DATA PROVIDED START

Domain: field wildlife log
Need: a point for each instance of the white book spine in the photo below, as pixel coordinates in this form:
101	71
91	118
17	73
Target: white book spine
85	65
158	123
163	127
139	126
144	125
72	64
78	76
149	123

DATA PROVIDED END

When the entries above are retyped, each line must stay exactly as it is.

Domain: field wildlife log
Need: a point for each instance of the white book spine in the photo below, as pixel coordinates in this form:
101	71
91	118
17	73
Target: white book spine
85	65
158	123
163	127
139	126
144	125
72	64
78	76
149	123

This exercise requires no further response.